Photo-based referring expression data
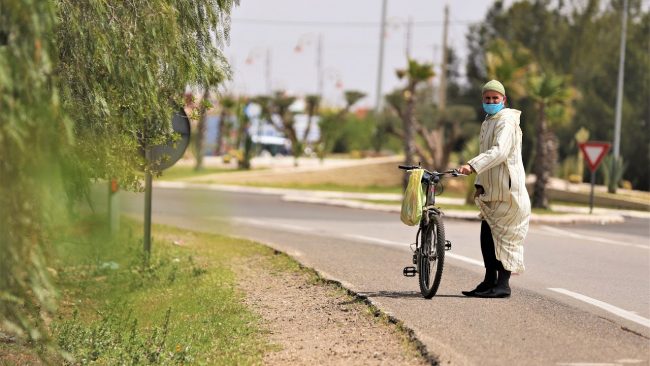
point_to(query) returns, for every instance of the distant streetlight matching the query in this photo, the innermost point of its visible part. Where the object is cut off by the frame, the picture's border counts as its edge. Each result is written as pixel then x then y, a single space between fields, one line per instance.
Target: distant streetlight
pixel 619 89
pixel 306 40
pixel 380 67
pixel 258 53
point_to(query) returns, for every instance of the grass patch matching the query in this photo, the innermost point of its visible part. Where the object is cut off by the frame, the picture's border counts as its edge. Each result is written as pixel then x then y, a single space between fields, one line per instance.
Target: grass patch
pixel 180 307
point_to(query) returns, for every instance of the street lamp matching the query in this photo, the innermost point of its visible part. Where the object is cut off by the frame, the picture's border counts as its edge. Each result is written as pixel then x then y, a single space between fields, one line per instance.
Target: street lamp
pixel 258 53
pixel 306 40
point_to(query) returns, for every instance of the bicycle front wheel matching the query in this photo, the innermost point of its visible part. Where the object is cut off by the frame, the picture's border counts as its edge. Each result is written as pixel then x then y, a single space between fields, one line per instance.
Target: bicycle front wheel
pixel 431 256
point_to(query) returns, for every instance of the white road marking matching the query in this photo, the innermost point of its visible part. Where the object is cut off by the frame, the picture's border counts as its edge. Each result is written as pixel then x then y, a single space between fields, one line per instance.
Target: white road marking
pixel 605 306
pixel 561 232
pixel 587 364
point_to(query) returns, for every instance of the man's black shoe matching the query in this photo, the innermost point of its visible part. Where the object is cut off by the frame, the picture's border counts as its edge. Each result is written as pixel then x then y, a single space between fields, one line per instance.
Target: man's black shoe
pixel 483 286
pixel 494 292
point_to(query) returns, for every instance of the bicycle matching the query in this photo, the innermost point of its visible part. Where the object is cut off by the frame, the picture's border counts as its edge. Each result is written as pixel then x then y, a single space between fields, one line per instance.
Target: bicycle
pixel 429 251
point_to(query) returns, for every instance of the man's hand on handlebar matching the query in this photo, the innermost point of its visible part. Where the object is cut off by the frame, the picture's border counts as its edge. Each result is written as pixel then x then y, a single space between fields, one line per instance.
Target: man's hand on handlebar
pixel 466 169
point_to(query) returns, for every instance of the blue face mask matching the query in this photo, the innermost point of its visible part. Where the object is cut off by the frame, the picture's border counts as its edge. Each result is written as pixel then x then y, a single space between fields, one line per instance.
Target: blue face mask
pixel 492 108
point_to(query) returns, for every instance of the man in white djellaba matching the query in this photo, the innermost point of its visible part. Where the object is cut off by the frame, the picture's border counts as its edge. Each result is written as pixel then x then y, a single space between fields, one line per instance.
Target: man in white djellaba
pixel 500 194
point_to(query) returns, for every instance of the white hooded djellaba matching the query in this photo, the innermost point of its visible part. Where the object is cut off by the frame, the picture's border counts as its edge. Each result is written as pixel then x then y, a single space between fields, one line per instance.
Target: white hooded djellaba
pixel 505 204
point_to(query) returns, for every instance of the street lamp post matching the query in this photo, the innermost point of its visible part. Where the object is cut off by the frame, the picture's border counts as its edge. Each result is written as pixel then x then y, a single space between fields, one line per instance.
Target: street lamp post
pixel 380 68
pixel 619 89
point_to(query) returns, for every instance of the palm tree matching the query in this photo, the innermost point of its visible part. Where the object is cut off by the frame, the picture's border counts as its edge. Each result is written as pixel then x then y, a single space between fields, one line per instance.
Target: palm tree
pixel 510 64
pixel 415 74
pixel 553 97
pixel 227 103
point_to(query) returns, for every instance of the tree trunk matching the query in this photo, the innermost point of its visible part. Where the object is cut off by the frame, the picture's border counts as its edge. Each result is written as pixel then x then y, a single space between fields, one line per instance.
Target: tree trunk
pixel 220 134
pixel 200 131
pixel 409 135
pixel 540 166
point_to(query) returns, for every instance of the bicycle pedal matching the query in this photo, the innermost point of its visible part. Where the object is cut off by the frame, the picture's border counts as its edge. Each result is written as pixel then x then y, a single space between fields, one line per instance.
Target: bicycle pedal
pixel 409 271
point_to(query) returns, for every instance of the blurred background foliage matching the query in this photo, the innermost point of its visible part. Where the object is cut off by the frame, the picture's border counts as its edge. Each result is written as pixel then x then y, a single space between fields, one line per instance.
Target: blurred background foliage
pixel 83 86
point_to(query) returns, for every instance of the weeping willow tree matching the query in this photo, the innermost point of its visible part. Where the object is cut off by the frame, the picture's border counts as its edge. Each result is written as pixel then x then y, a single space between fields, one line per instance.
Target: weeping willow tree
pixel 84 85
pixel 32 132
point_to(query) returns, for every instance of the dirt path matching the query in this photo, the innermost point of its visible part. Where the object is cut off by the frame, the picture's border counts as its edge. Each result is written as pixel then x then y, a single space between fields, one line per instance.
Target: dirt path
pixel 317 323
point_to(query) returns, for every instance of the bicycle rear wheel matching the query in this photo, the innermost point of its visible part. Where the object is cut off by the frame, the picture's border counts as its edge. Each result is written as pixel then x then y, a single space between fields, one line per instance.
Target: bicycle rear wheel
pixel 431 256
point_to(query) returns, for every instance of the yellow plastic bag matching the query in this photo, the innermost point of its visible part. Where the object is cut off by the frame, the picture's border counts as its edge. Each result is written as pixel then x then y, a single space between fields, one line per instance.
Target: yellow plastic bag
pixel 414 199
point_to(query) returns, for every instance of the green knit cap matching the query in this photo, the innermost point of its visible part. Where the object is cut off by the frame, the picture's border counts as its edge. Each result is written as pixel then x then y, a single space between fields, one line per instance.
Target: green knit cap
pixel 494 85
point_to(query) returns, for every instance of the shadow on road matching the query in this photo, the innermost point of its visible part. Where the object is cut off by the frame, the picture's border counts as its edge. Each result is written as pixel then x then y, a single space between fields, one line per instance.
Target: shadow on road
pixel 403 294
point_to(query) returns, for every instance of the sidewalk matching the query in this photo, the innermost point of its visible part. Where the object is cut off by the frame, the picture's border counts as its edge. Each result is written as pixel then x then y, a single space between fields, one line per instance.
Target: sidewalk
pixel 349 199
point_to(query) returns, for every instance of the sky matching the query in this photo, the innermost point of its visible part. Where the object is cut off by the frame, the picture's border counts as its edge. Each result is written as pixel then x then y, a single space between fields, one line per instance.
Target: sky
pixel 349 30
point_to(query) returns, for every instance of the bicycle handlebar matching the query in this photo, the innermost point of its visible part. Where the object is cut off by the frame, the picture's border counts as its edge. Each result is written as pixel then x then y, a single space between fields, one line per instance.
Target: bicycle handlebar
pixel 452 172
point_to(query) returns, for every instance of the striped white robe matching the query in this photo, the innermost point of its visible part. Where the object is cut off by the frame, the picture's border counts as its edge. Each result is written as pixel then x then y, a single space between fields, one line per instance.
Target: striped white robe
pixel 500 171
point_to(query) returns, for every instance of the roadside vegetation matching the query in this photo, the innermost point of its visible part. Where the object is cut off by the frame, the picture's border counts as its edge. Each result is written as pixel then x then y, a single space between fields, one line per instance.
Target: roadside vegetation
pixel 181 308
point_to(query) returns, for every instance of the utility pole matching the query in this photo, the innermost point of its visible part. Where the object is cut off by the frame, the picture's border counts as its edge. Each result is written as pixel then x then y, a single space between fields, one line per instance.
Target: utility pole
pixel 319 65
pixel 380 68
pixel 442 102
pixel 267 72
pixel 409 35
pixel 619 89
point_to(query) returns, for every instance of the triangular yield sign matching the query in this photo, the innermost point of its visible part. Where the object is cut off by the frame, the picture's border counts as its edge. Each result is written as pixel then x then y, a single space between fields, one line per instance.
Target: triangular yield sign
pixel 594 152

*Work instructions*
Retype the data word for word and keep the pictures out of it.

*Reply*
point_to(query) returns, for every instance of the distant streetlight matching the query in this photo, the innermost point of its visible part. Where the object is cut off by the frame, the picture's border counts as its edge. Each result is written as pixel then x then y, a single space between fields, one line per instance.
Target: distant streetlight
pixel 619 89
pixel 306 40
pixel 380 67
pixel 258 53
point_to(query) returns, for every instance of the grass patch matching the query in this photo, the innermost point of its visible part. Where the object is cut off by the frame, the picture's border counts as its edge. Each result is written as pixel then x then y, a single space between fields, one line per instance.
Target: grass patch
pixel 180 307
point_to(query) returns, for every instance of the street lamp matching the query in this photo, the innermost point of its visible part. Where the object is cut off by the frame, the picture's border counts as its edge. Each result is written as pixel then x then y, a single space between fields, one line per instance.
Target: street lamp
pixel 258 53
pixel 306 40
point_to(query) returns, for every instance of the bicycle front wheel matching the query in this photo, the innermost point of its visible part. Where the object is cut off by the frame, the picture's border counts as its edge. Each result is written as pixel then x then y, a single space between fields, one line per instance.
Target: bicycle front wheel
pixel 431 256
point_to(query) returns, for every instance of the white road marking matching the query in this photo, the innermost point of its visible part. Where the object is cut off by the frame, the picture's border counts as its edge. Each result is written as pixel then x then y, a single space between fields, one line per instance.
Target: white road marking
pixel 605 306
pixel 561 232
pixel 587 364
point_to(query) returns, for every instance of the man's black shoe matching the query in this photo, the innermost point of its visible part. Where the object is cut off by the frame, the picture's border counts as its edge. Each result is written as pixel then x then y, a single space between fields, one line per instance.
Target: man's black shoe
pixel 483 286
pixel 494 292
point_to(query) returns, for every instance of the bicycle matching the query in this photo, the innermost point of its visible part. Where the object is cut off by the frame, the picture's border counts as its edge. Each result is written as pixel then x then y, a single space between fields, one line per instance.
Target: bicycle
pixel 429 251
point_to(query) returns, for every instance of the man's hand on handlebar matching the query in this photo, the innermost point of its visible part. Where the object is cut off by the frame, the picture's border counts as its edge. Each result is written as pixel then x then y, a single space between fields, one line per instance.
Target: man's hand on handlebar
pixel 466 169
point_to(query) returns, for every instance of the blue face mask matching the query in this photo, the innermost point of its visible part. Where the object is cut off by the frame, the picture's border counts as its edge. Each result is written as pixel then x then y, a single space between fields, one line per instance.
Target: blue face mask
pixel 492 108
point_to(query) returns, for every instance of the man in white djellaba matching the query in this photo, the innermost point of its visible part. Where the object is cut off by the frame, the picture's border counts as its edge. Each result is written as pixel then x then y, a single space between fields, one line per instance.
Target: man in white djellaba
pixel 500 194
point_to(query) returns, for every instance of the white hooded djellaba matching the query in this photo, the innermost point of its visible part. Where the object is cut off by the frame, the picture's border counts as its edge. Each result is written as pixel then x then y, a single space between fields, one line per instance.
Target: white hooded djellaba
pixel 505 204
point_to(query) returns, for every instance of the street lamp post matching the query in this photo, the innermost point of its visible part. Where the object is cut off by the frame, the picture's border counts as its edge. Each result is written as pixel then x then y, a single space between fields, one line per instance.
Target: street lamp post
pixel 380 68
pixel 619 89
point_to(query) returns, for every instance of the palm tree matching the query in this photo, the innermost point of its visible part. Where the object is cut off by the frame, the picture's border counts as its edge. Each result is written as pixel then x then y, a single space between fields, one line per instance.
Target: palm tree
pixel 510 64
pixel 415 74
pixel 553 97
pixel 227 103
point_to(query) returns, for every instance of the tree trunk matching the query in this photo, the innermost point of its visible part. Where the object is cut off by the frame, the picture's border counts as its edge. Each result is written as pixel then x then y, a single space between fields, one line per instance.
Target: tree trunk
pixel 220 134
pixel 200 131
pixel 409 135
pixel 540 166
point_to(query) returns, for every instance of the bicycle pedal matching the query in this photo, the innermost point of its visible part. Where the object is cut off by the frame, the picture's border counts as its edge. Each result is written as pixel then x then y, a single space between fields, one line per instance.
Target: bicycle pedal
pixel 409 271
point_to(query) returns, for every instance of the blurred background foliage matching the query in this photo, the innermost point of its visible part. Where the object is cut off by the frame, the picture's border counts as its edge. Each result is written as pixel then x then y, a single space between fields, one line per instance.
Target: blurred background foliage
pixel 83 86
point_to(query) returns, for every instance of the weeping willow tree matching the query in this photo, the innermost point of its visible part. Where the object is cut off by the frame, the picture's border counts as its edge. Each result is written as pixel then x then y, a single space between fields, one line per instance.
Target: weeping willow tree
pixel 84 85
pixel 32 132
point_to(query) returns, for every instance of the dirt path matching the query in this photo, the innermost point of its visible part. Where the object is cut off by the frame, the picture's border counts as its edge. Each result is written as pixel then x then y, a single space between fields, one line per instance.
Target: dirt path
pixel 317 323
point_to(query) returns, for every instance of the bicycle rear wheel matching the query in this photo, the innermost point of its visible part. Where the object is cut off by the frame, the picture's border counts as its edge. Each result is written as pixel then x then y, a single space between fields, one line per instance.
Target: bicycle rear wheel
pixel 431 256
point_to(query) returns, for every instance of the yellow plastic bag matching the query in this photo, the innermost point of its visible part. Where the object is cut off by the frame, the picture's border counts as its edge. Each result is written as pixel then x then y, a single space between fields, one line per instance.
Target: yellow plastic bag
pixel 414 199
point_to(query) returns, for every instance of the green knit cap matching the query in this photo, the innermost point of its visible part. Where the object is cut off by the frame, the picture's border counts as its edge. Each result is written as pixel then x then y, a single space between fields, one line per instance.
Target: green knit cap
pixel 494 85
point_to(query) returns, for every instance of the shadow on road matching the query in this photo, the innermost point of its visible part. Where the object is cut off by the frame, the picture's border counts as its edge. Each result is written as pixel then x then y, a single space between fields, one line per instance.
Target: shadow on road
pixel 403 294
point_to(query) returns, for every instance of the sidewalk matching the query in this photo, the innermost point of its visible part. Where the object is cut off by the frame, the picture's border counts as its edge. Each result is written as pixel then x then y, a single space between fields, one line per instance.
Target: sidewalk
pixel 349 199
point_to(query) returns, for every instance of the sky matching the query in this photo, the innermost point of its visible part. Where the object is cut off by the frame, the picture's border counts as its edge. Each result is written as pixel then x then y, a single space between fields, one line per instance.
Target: sky
pixel 349 30
point_to(query) returns, for every instance of the bicycle handlebar matching the query in this photo, the innermost point of its visible part. Where the object is cut off by the frame, the picture's border counts as its edge. Each result is written as pixel then x then y, a single space between fields, one line per instance.
Target: bicycle handlebar
pixel 452 172
point_to(query) returns, for every instance of the striped white robe matching the query in this photo, the innermost point of its visible part. Where the object is cut off by the frame, the picture's border counts as its edge. Each result is written as pixel then x then y, a single space between fields, one line per instance.
Target: striped white robe
pixel 500 171
point_to(query) returns, for every instance of the roadside vegetation matching the query in this photo, the innermost point of its visible part. Where the object is cut off by the frame, the picture's border counts as its edge. Each result is written as pixel then x then y, a single space between fields, one line per instance.
Target: roadside vegetation
pixel 181 308
point_to(query) returns, for every instance of the utility pole matching the query in this photo, the innermost point of its visible part. Where the object is cut off by the frame, the picture's border counts as its edge. Each result is written as pixel then x then y, a single space between fields, one line per instance.
Target: utility pole
pixel 319 65
pixel 380 68
pixel 442 102
pixel 267 72
pixel 409 35
pixel 619 89
point_to(query) returns, for every instance of the triangular yield sign matching the query in this photo, the innermost point of its visible part. Where the object is cut off by the frame, the picture's border counts as its edge. Each result is written as pixel then x then y, a single space between fields, one line per instance.
Target: triangular yield sign
pixel 594 152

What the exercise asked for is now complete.